Exercise requirements :: Please render the rows from the line with "query (the noun phrase to segment): tree branch" to the line with "23 70 L 26 71", both included, as a Markdown table with the columns Number and Record line, skipping blank lines. Leave the pictures out.

Task data ::
· · · · · · ·

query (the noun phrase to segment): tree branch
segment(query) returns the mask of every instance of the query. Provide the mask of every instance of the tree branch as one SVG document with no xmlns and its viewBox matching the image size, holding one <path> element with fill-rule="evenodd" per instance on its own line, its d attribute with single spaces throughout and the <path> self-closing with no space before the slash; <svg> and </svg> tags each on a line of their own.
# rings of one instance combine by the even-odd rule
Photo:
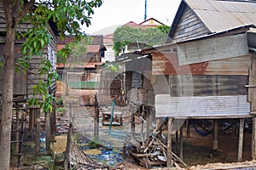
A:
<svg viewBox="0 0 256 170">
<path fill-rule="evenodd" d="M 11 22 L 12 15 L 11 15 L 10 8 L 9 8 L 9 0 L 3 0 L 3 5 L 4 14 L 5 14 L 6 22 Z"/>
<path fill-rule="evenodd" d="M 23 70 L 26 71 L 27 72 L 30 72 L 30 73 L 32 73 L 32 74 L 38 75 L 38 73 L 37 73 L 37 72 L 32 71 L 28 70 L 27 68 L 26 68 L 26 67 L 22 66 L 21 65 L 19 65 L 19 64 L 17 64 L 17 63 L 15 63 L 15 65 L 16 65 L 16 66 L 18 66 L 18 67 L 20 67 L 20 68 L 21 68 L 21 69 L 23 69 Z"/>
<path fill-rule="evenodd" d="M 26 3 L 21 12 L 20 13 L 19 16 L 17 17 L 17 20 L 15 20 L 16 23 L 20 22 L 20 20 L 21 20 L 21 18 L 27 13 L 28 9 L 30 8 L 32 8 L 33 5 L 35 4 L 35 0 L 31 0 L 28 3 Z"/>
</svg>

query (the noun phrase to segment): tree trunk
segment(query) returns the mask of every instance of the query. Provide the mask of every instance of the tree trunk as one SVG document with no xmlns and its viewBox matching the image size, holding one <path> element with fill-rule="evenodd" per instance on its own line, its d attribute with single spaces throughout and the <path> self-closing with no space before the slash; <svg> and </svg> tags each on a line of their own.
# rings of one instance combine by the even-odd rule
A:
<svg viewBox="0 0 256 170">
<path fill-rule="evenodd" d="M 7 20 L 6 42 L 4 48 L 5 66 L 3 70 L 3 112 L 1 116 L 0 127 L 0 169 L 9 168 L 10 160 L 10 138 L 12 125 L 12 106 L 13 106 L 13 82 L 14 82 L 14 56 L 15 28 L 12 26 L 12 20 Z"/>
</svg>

· · · · · · ·

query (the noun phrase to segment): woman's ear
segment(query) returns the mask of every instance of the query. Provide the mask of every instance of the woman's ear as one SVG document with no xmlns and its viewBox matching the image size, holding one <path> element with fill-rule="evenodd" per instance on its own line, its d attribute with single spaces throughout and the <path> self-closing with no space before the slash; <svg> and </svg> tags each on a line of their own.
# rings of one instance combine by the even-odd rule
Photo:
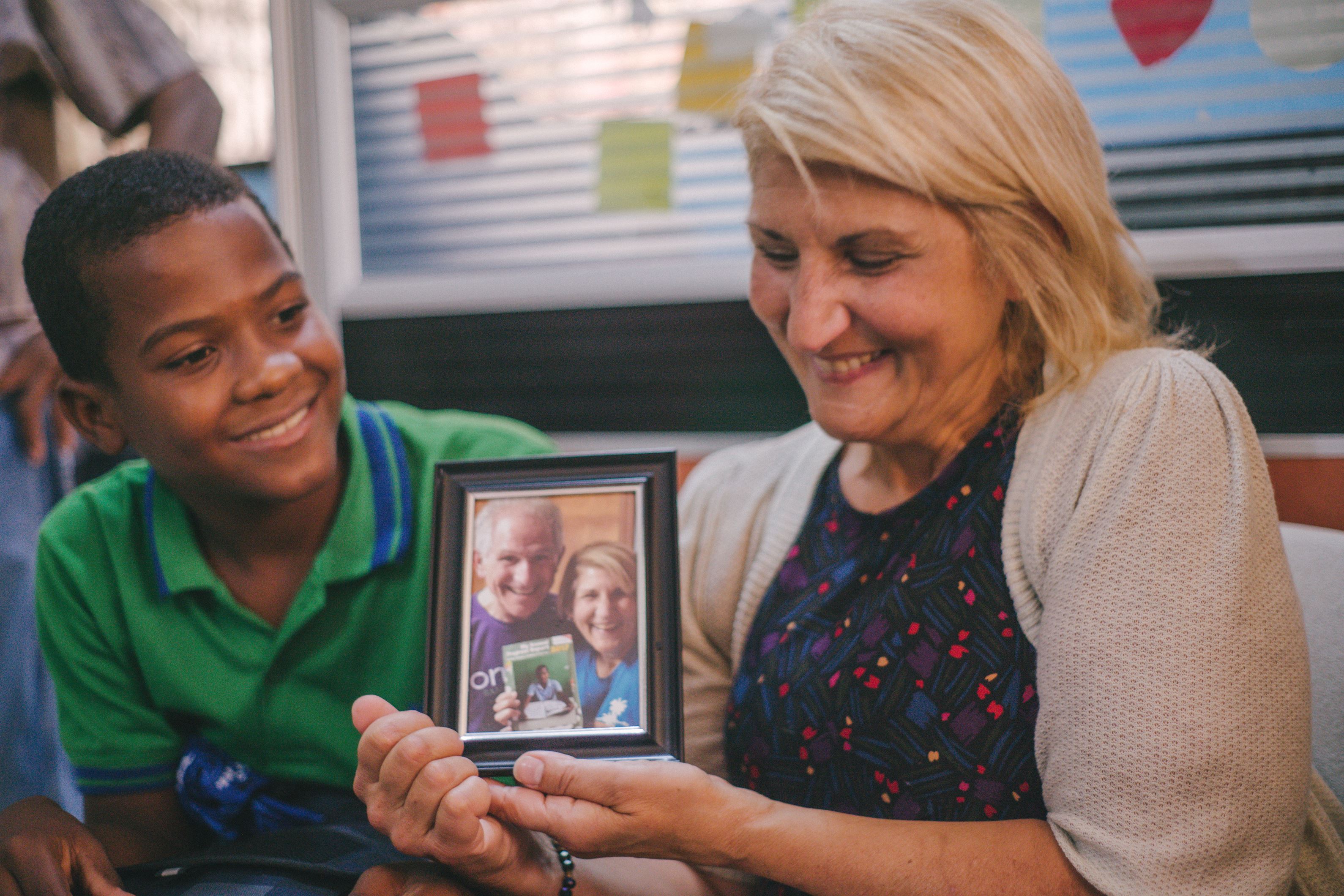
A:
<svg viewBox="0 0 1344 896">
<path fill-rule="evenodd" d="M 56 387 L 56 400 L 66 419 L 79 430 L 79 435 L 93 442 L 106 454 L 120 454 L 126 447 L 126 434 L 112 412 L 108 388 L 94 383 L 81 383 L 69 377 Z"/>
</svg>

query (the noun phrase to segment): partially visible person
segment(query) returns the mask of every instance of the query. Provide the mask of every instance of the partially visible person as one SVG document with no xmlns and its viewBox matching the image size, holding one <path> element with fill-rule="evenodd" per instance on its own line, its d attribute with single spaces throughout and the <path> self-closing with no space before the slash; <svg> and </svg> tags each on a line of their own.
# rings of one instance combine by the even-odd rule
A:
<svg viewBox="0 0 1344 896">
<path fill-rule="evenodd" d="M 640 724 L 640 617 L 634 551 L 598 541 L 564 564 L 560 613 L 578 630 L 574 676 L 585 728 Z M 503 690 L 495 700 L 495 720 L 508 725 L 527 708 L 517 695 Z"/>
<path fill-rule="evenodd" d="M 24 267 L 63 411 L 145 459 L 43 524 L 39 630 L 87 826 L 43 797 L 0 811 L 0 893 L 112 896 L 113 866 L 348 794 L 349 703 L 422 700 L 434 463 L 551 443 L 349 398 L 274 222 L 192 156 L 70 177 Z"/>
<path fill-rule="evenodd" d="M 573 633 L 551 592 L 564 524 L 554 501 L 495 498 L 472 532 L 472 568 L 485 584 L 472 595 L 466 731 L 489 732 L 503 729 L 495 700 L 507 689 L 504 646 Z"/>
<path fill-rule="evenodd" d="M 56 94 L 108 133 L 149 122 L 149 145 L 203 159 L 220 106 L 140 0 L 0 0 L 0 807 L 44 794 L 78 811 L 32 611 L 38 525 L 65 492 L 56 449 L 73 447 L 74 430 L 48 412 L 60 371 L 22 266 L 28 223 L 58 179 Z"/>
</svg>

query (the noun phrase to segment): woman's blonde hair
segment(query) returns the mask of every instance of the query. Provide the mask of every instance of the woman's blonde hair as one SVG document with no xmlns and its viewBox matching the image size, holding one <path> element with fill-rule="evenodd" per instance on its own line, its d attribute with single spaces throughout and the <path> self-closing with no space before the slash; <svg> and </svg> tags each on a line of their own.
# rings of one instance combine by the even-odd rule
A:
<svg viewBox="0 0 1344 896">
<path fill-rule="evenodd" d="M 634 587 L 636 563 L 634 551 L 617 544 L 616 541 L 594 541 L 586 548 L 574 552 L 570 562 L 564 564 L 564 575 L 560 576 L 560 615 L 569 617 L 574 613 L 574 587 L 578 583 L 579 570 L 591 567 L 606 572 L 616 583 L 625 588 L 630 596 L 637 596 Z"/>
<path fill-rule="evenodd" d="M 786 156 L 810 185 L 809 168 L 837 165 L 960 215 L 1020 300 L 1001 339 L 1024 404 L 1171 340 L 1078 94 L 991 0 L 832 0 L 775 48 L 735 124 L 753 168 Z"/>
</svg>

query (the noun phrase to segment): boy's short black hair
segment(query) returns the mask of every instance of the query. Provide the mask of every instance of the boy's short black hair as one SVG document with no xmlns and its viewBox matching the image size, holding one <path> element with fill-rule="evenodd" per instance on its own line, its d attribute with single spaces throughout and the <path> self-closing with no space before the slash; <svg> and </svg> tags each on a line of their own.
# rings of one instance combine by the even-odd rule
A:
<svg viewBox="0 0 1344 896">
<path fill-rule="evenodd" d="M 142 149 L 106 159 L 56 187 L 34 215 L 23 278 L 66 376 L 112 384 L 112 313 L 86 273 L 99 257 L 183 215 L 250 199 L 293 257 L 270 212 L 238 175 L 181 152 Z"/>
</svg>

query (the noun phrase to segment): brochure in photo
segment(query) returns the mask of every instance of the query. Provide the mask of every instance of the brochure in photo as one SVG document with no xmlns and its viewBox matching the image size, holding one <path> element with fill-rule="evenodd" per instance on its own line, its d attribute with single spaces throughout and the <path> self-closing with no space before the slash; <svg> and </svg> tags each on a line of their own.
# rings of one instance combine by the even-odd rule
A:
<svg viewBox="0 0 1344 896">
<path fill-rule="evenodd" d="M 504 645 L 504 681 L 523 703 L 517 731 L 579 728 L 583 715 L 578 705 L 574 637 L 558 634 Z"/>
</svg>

· · · · · · ·

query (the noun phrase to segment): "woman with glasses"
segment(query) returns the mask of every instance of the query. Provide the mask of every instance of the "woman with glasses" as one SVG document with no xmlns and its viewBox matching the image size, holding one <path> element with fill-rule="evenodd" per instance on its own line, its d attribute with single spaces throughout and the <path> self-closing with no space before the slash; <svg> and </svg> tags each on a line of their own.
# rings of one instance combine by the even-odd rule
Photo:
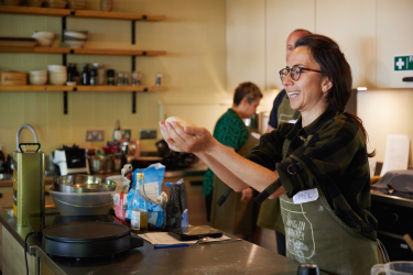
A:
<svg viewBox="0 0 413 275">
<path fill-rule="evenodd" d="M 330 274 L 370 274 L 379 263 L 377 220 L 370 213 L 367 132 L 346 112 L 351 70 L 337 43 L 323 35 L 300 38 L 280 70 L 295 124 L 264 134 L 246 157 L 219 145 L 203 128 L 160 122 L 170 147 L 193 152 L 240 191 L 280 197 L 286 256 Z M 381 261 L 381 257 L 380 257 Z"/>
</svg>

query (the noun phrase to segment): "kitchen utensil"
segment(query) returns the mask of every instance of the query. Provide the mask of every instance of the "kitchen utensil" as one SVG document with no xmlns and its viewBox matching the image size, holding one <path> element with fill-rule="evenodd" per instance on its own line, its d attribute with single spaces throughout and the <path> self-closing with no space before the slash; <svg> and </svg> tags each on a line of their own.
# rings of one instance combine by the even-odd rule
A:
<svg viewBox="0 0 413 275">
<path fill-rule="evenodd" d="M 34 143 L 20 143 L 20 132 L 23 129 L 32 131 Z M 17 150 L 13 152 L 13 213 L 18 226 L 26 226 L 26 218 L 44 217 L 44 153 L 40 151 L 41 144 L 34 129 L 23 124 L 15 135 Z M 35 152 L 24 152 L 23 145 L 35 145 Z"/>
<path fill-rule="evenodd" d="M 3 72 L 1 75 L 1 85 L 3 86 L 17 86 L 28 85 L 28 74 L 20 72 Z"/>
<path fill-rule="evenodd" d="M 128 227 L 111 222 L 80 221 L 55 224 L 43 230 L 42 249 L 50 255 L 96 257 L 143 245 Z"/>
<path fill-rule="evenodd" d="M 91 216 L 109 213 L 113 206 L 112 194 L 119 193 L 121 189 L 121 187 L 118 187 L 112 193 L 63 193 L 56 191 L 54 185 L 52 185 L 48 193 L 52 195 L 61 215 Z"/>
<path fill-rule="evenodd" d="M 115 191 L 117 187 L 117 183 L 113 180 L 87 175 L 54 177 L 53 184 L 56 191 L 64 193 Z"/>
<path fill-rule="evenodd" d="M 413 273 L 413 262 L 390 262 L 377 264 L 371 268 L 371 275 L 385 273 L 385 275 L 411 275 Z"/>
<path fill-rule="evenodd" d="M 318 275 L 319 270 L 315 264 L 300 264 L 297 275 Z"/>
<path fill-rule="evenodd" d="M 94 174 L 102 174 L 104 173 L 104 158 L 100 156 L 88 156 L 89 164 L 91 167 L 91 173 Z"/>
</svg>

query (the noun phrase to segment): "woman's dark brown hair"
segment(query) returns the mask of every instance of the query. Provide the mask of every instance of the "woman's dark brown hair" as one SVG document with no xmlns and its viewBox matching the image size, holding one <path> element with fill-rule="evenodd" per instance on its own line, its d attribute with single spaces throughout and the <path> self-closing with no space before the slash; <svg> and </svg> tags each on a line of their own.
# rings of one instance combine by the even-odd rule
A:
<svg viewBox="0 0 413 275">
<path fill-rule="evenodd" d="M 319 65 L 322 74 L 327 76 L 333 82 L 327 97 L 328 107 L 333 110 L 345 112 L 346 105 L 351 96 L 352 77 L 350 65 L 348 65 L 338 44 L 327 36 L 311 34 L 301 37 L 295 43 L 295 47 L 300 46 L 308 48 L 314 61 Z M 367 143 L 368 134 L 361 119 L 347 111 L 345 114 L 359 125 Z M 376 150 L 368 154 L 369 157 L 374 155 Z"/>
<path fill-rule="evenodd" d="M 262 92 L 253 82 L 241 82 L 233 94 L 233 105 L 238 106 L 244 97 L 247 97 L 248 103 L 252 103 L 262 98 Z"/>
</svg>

· · · · · · ·

Solution for this task ::
| Number | Record line |
|---|---|
| 1 | query (the noun phrase to segment): tree branch |
| 2 | segment(query) returns the mask of every instance of the query. Provide the mask of every instance of the tree branch as one SVG document with no xmlns and its viewBox matching the image size, holding one <path> element with fill-rule="evenodd" per instance on its own line, its d attribute with single spaces throughout and the <path> self-closing with no space before the slash; <svg> and </svg> tags each on a line of their own. |
| 3 | # rings of one instance combine by the even-odd rule |
| 4 | Photo: |
| 5 | A: |
| 6 | <svg viewBox="0 0 256 170"> |
| 7 | <path fill-rule="evenodd" d="M 11 22 L 12 15 L 11 15 L 10 8 L 9 8 L 9 0 L 3 0 L 3 5 L 4 14 L 5 14 L 6 22 Z"/> |
| 8 | <path fill-rule="evenodd" d="M 23 70 L 26 71 L 27 72 L 30 72 L 30 73 L 32 73 L 32 74 L 38 75 L 38 73 L 37 73 L 37 72 L 32 71 L 28 70 L 27 68 L 26 68 L 26 67 L 22 66 L 21 65 L 19 65 L 19 64 L 17 64 L 17 63 L 15 63 L 15 65 L 16 65 L 16 66 L 18 66 L 18 67 L 20 67 L 20 68 L 21 68 L 21 69 L 23 69 Z"/> |